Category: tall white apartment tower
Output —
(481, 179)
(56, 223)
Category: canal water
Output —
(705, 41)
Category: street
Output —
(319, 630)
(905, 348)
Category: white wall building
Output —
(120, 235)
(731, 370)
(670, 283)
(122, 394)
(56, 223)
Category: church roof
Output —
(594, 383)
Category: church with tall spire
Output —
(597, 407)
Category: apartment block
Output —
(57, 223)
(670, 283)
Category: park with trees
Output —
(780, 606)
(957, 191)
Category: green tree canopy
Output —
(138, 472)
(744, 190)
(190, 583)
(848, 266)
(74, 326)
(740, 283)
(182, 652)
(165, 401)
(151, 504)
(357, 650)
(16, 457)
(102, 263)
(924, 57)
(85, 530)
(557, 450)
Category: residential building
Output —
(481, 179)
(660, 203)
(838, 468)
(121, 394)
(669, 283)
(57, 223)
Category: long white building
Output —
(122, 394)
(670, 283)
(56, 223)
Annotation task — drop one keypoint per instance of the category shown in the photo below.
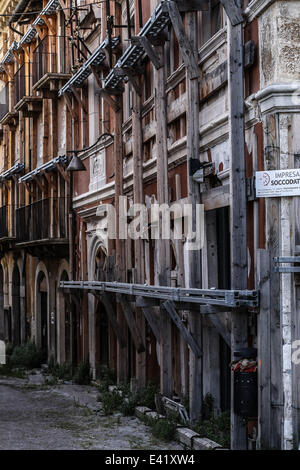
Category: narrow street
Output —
(36, 416)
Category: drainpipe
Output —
(16, 15)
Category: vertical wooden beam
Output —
(163, 264)
(238, 229)
(194, 256)
(138, 198)
(264, 351)
(122, 363)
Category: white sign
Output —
(277, 183)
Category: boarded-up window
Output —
(211, 21)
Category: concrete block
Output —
(153, 415)
(203, 443)
(185, 436)
(141, 410)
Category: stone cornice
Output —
(256, 8)
(280, 98)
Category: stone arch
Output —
(64, 335)
(42, 309)
(96, 245)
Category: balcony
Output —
(43, 226)
(7, 223)
(24, 100)
(47, 70)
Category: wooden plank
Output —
(264, 351)
(238, 227)
(187, 51)
(162, 266)
(149, 49)
(194, 255)
(192, 5)
(136, 336)
(233, 11)
(139, 251)
(273, 229)
(104, 298)
(170, 308)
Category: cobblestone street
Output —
(34, 416)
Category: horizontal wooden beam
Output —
(170, 308)
(192, 5)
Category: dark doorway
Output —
(16, 308)
(66, 323)
(102, 331)
(2, 329)
(43, 312)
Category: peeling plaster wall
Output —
(279, 39)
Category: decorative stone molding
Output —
(280, 98)
(256, 8)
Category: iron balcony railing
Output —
(7, 221)
(4, 101)
(20, 82)
(46, 61)
(45, 219)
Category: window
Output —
(211, 21)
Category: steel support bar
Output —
(227, 298)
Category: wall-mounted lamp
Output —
(76, 162)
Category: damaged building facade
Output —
(149, 103)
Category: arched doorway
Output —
(66, 323)
(102, 326)
(42, 313)
(16, 307)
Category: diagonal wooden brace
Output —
(148, 48)
(170, 308)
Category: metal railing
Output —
(45, 219)
(216, 297)
(4, 101)
(43, 60)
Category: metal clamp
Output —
(286, 269)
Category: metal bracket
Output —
(286, 269)
(251, 188)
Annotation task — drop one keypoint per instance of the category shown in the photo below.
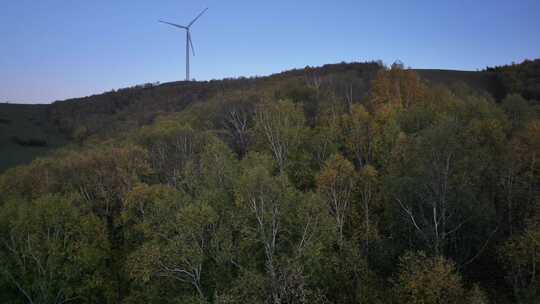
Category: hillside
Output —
(26, 132)
(120, 111)
(348, 183)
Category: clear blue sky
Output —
(51, 50)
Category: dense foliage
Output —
(318, 192)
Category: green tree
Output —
(51, 252)
(427, 280)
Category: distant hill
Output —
(29, 131)
(26, 132)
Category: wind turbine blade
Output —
(197, 17)
(191, 44)
(173, 24)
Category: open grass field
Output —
(26, 133)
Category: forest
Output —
(356, 184)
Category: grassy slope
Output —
(26, 122)
(36, 121)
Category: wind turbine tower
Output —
(189, 43)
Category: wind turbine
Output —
(189, 43)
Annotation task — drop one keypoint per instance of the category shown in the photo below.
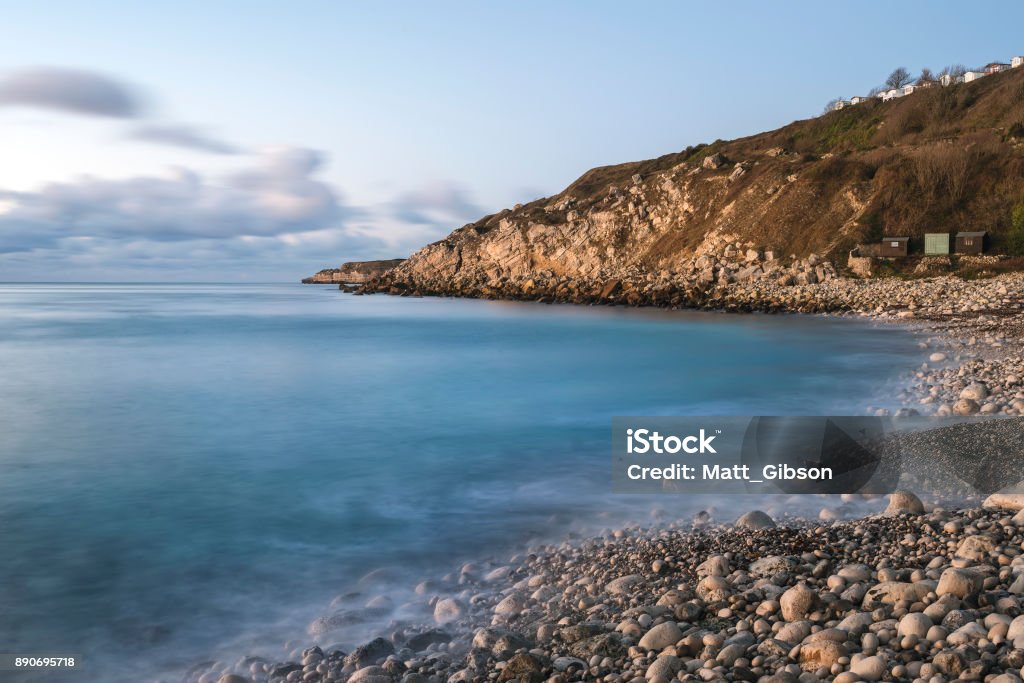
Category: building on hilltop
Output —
(936, 244)
(971, 243)
(894, 246)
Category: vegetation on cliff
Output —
(944, 159)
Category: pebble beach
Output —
(913, 589)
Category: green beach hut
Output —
(936, 244)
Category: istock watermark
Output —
(815, 455)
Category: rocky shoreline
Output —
(974, 328)
(913, 593)
(904, 595)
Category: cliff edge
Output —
(783, 204)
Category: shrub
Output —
(1016, 237)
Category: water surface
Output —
(184, 468)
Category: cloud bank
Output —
(272, 216)
(72, 91)
(274, 196)
(184, 136)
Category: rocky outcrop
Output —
(353, 272)
(811, 190)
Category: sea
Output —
(194, 472)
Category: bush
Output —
(1016, 237)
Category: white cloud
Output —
(70, 90)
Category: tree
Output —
(898, 78)
(955, 71)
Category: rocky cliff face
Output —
(352, 272)
(781, 205)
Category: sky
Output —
(261, 141)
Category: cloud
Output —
(187, 137)
(70, 90)
(274, 196)
(436, 204)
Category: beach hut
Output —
(936, 244)
(971, 243)
(893, 246)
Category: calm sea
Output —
(189, 471)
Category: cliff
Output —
(778, 205)
(352, 272)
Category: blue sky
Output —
(263, 140)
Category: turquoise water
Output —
(197, 470)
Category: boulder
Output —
(958, 583)
(975, 391)
(662, 636)
(798, 602)
(624, 585)
(448, 610)
(755, 519)
(869, 669)
(891, 592)
(821, 653)
(904, 502)
(1005, 501)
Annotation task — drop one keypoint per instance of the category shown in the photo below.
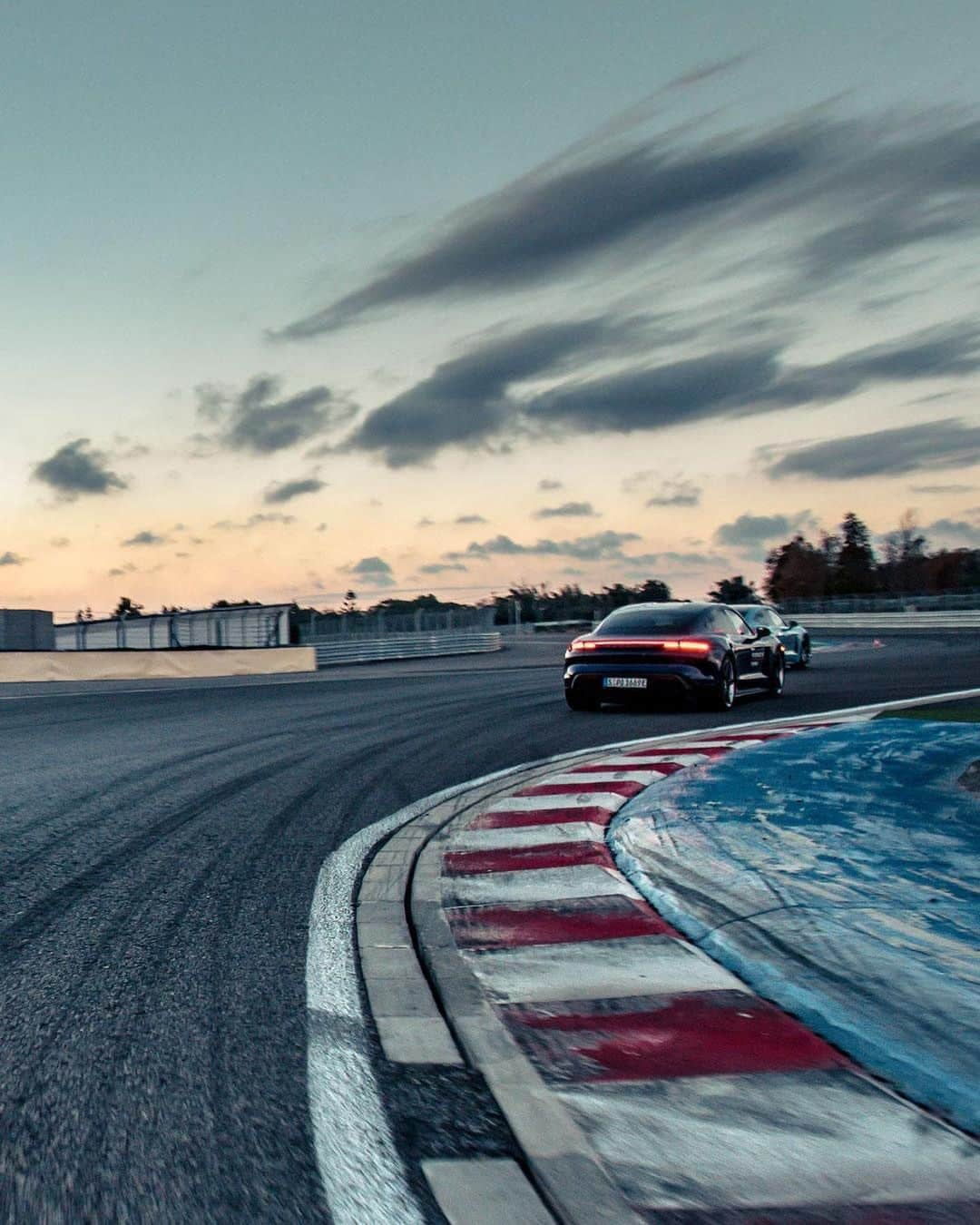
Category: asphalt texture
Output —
(160, 846)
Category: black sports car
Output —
(793, 636)
(704, 651)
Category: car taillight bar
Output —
(688, 646)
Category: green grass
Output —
(946, 712)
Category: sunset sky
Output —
(450, 296)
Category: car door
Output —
(750, 655)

_ _ _ _ _

• **Objective**
Copy the material exactly. Do not include the pictures.

• **Finished task**
Category: tall white apartment tower
Output —
(481, 179)
(56, 223)
Category: canal water
Output —
(705, 41)
Category: street
Output —
(319, 630)
(905, 348)
Category: white wall building
Output —
(120, 235)
(731, 370)
(670, 283)
(122, 394)
(56, 223)
Category: church roof
Output —
(594, 383)
Category: church with tall spire
Output —
(597, 407)
Category: apartment block
Output —
(57, 223)
(670, 283)
Category: park with trees
Output —
(780, 606)
(957, 191)
Category: green tree canopy
Output —
(138, 472)
(744, 190)
(190, 583)
(848, 266)
(74, 326)
(740, 283)
(182, 652)
(165, 401)
(151, 504)
(357, 650)
(16, 457)
(102, 263)
(924, 57)
(85, 530)
(557, 450)
Category: residential building
Output —
(481, 179)
(660, 203)
(838, 468)
(121, 394)
(669, 283)
(57, 223)
Category: long white building
Output —
(122, 394)
(670, 283)
(56, 223)
Annotation task — drop one keypoint per instance of the category shown in the photo below.
Category: narrow street
Output —
(36, 416)
Category: drainpipe
Output —
(16, 15)
Category: vertical wooden beam
Output —
(163, 264)
(238, 229)
(194, 256)
(138, 198)
(264, 351)
(122, 363)
Category: white sign
Output —
(277, 183)
Category: boarded-up window
Output —
(211, 21)
Category: concrete block
Output —
(153, 415)
(203, 443)
(185, 436)
(141, 410)
Category: stone cornice
Output —
(256, 8)
(280, 98)
Category: stone arch
Output —
(64, 335)
(42, 309)
(96, 245)
Category: balcony
Output —
(43, 226)
(7, 223)
(24, 100)
(47, 70)
Category: wooden plank
Output —
(264, 351)
(238, 227)
(187, 51)
(162, 266)
(149, 49)
(194, 255)
(192, 5)
(136, 336)
(233, 11)
(139, 251)
(273, 229)
(104, 298)
(170, 308)
Category: cobblestone street
Output —
(34, 416)
Category: horizontal wooden beam
Output —
(170, 308)
(192, 5)
Category: dark doorway
Output —
(16, 308)
(66, 323)
(102, 331)
(2, 329)
(43, 312)
Category: peeling plaster wall
Output —
(279, 39)
Category: decorative stone molding
Output —
(280, 98)
(256, 8)
Category: iron balcony railing
Output —
(7, 221)
(4, 101)
(20, 82)
(46, 61)
(45, 219)
Category: window
Output —
(211, 21)
Category: steel support bar
Output —
(227, 298)
Category: wall-mounted lamp
Output —
(76, 162)
Category: damaged building facade
Output —
(149, 103)
Category: arched doorway
Output —
(66, 323)
(102, 326)
(42, 313)
(16, 307)
Category: diagonal wooden brace
Output —
(148, 48)
(170, 308)
Category: metal railing
Output —
(45, 219)
(216, 297)
(4, 101)
(43, 60)
Category: metal clamp
Output —
(286, 269)
Category: metal bracket
Output —
(286, 269)
(251, 188)
Annotation task — drop one keypoint per instance of the category shown in the photo below.
Category: hillside
Output —
(26, 132)
(120, 111)
(348, 183)
Category: clear blue sky
Output —
(51, 50)
Category: dense foliage
Output —
(318, 192)
Category: green tree
Output —
(51, 252)
(427, 280)
Category: distant hill
Output —
(29, 131)
(26, 132)
Category: wind turbine blade
Output —
(197, 17)
(191, 44)
(173, 24)
Category: open grass field
Output —
(26, 133)
Category: forest
Output —
(356, 184)
Category: grassy slope
Output —
(26, 122)
(36, 121)
Category: wind turbine tower
Output —
(189, 43)
Category: wind turbine
Output —
(189, 43)
Annotation task — drop one keypoint per instance of the category shown in the photo below.
Category: building on hilltop
Output —
(936, 244)
(971, 243)
(894, 246)
Category: vegetation on cliff
Output —
(944, 159)
Category: pebble beach
Output —
(913, 589)
Category: green beach hut
Output —
(936, 244)
Category: istock watermark
Output —
(815, 455)
Category: rocky shoreline
Output —
(974, 328)
(913, 593)
(904, 595)
Category: cliff edge
Output —
(783, 204)
Category: shrub
Output —
(1016, 237)
Category: water surface
Output —
(184, 468)
Category: cloud bank
Output —
(272, 216)
(72, 91)
(274, 196)
(184, 136)
Category: rocky outcrop
Output —
(353, 272)
(811, 190)
Category: sea
Output —
(194, 472)
Category: bush
Output —
(1016, 237)
Category: white cloud
Output —
(70, 90)
Category: tree
Output —
(898, 78)
(955, 71)
Category: rocky cliff face
Output —
(352, 272)
(781, 205)
Category: sky
Output —
(261, 141)
Category: cloud
Output —
(187, 137)
(70, 90)
(274, 196)
(436, 204)
Category: beach hut
Output —
(936, 244)
(971, 243)
(893, 246)
Category: calm sea
Output —
(189, 471)
Category: cliff
Output —
(778, 205)
(352, 272)
Category: blue sky
Output —
(263, 140)
Category: turquoise water
Output —
(197, 470)
Category: boulder
Output —
(958, 583)
(975, 391)
(662, 636)
(798, 602)
(624, 585)
(448, 610)
(755, 519)
(869, 669)
(891, 592)
(821, 653)
(904, 502)
(1005, 501)
Annotation task — drop one keypoint per instance of the category shown in the photo below.
Category: asphalt texture
Output —
(160, 846)
Category: black sports car
Output —
(793, 636)
(704, 651)
Category: car taillight bar
Output —
(688, 646)
Category: green grass
Output —
(946, 712)
Category: sunset sky
Output —
(450, 296)
Category: car door
Output —
(750, 655)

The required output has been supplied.